[START Entries shown]

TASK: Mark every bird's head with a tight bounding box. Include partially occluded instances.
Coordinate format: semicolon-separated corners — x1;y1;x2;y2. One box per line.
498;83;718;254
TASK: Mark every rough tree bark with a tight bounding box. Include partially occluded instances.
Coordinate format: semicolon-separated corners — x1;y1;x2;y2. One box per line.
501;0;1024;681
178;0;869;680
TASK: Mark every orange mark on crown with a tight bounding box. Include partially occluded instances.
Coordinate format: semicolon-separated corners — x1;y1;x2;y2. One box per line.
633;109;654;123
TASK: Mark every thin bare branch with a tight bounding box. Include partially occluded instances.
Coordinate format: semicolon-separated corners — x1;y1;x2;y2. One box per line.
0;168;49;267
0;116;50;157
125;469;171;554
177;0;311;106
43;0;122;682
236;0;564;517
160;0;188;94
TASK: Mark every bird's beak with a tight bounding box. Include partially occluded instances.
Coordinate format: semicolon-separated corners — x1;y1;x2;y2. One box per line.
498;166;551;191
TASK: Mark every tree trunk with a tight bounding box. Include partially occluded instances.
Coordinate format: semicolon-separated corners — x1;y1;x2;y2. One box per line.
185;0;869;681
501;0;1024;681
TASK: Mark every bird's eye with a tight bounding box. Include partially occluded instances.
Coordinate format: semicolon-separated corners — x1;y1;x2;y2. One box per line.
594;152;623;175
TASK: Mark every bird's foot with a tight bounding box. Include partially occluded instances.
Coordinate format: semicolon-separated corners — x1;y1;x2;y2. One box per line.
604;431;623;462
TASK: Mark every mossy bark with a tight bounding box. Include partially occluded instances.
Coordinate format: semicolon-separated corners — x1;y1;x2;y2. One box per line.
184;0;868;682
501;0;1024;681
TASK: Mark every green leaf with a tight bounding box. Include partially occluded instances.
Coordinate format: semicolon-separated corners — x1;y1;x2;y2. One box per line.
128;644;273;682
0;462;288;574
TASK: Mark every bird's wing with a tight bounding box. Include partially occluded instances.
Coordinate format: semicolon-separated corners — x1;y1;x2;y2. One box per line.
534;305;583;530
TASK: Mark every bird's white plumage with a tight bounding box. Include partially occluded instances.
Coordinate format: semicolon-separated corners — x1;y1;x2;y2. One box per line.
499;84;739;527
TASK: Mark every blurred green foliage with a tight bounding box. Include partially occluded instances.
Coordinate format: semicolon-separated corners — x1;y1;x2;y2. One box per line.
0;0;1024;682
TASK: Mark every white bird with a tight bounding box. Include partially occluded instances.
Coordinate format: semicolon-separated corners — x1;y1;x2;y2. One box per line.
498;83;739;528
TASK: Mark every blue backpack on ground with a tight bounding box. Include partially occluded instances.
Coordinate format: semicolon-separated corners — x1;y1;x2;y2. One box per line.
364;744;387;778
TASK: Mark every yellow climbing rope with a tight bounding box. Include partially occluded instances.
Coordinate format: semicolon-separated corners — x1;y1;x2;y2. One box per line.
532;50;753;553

[END Entries shown]

Task goal. Arrange all the lines of the items above as one numbered list, omitting any blank lines.

Right answer.
1. TASK: Mark every bird's head with a tight bounding box. Include partially occluded instances.
2. Coordinate format: semicolon-separated corners — x1;y1;x2;y2. One box per line.
3. 498;83;718;254
4. TASK: Mark every rough tree bark with a tight bounding box. Include partially occluded instances.
5. Coordinate format: semicolon-separated corners — x1;y1;x2;y2. One box per line.
6. 501;0;1024;681
7. 178;0;869;680
8. TASK: Mark every orange mark on crown with a tight bounding box. Include partially occluded instances.
9. Coordinate format: semicolon-separated corners — x1;y1;x2;y2. One box per line.
10. 633;109;654;123
11. TASK: Mark every thin bare branch with a tight bounding box. Include partially occluded instances.
12. Coordinate format: semicolon-separated corners — x1;y1;x2;y2. One box per line.
13. 0;168;49;267
14. 0;116;50;157
15. 125;469;171;554
16. 177;0;311;106
17. 43;0;122;682
18. 236;0;564;517
19. 160;0;188;94
20. TASK: Mark every bird's beak with a tight bounding box. Include partially occluded instances.
21. Coordinate format: semicolon-separated corners — x1;y1;x2;y2. One box per line.
22. 498;166;551;191
23. TASK: Mark every tree trunk with a tight bounding box. Include partially occluded instances.
24. Coordinate format: semicolon-separated corners — x1;y1;x2;y2. One box per line.
25. 185;0;869;681
26. 501;0;1024;681
27. TASK: Mark every bird's eye with a tight bounding box. Include partially occluded instances.
28. Coordinate format: semicolon-separated corners — x1;y1;x2;y2. One box per line.
29. 594;152;623;175
30. TASK: Mark every bird's foot with a tight bounding box. Include partially occluded instances.
31. Coordinate format: semicolon-separated corners — x1;y1;x2;y2. One box per line.
32. 604;431;623;462
33. TASK: Mark every mossy bark with a tight bounding box. Include partially occluded instances.
34. Coordinate format: semicolon-separated corners — x1;y1;x2;y2. One box per line.
35. 184;0;868;682
36. 501;0;1024;681
37. TASK: Mark every green leaf with a tight bounding box. Include partially occluded instances.
38. Coordinate format: semicolon-separated corners — x1;y1;x2;y2. One box per line.
39. 128;644;273;682
40. 0;462;288;574
41. TASK: Mark every bird's wing with a tight bounding box. Include partially occluded instances.
42. Coordinate format: semicolon-separated corners — x1;y1;x2;y2. One box per line.
43. 534;305;583;530
44. TASK: Mark every bird's white plumage with a tight bounding box. Include partially occluded instances.
45. Coordinate format: semicolon-separated corners — x1;y1;x2;y2. One box per line.
46. 499;84;739;527
47. TASK: Mark every blurred green foliage with a tight bounding box. Include partially occluded instances.
48. Coordinate format: semicolon-separated corners — x1;y1;x2;y2. One box per line.
49. 0;0;1024;682
50. TASK: Mark every white bird with a tight bounding box. Include partially occluded instances.
51. Coordinate format: semicolon-separated corners — x1;y1;x2;y2. One box per line.
52. 498;83;739;528
53. TASK: Mark every blue backpack on ground with a tight bounding box. Include partially occluded instances.
54. Coordinate format: semicolon-separated corners — x1;y1;x2;y2. One box per line.
55. 364;744;387;778
56. TASK: Mark every yellow climbing rope with a tight bounding box. Include partially occluded instances.
57. Coordinate format: semicolon-separated corners — x1;y1;x2;y2. One box per line.
58. 532;50;753;553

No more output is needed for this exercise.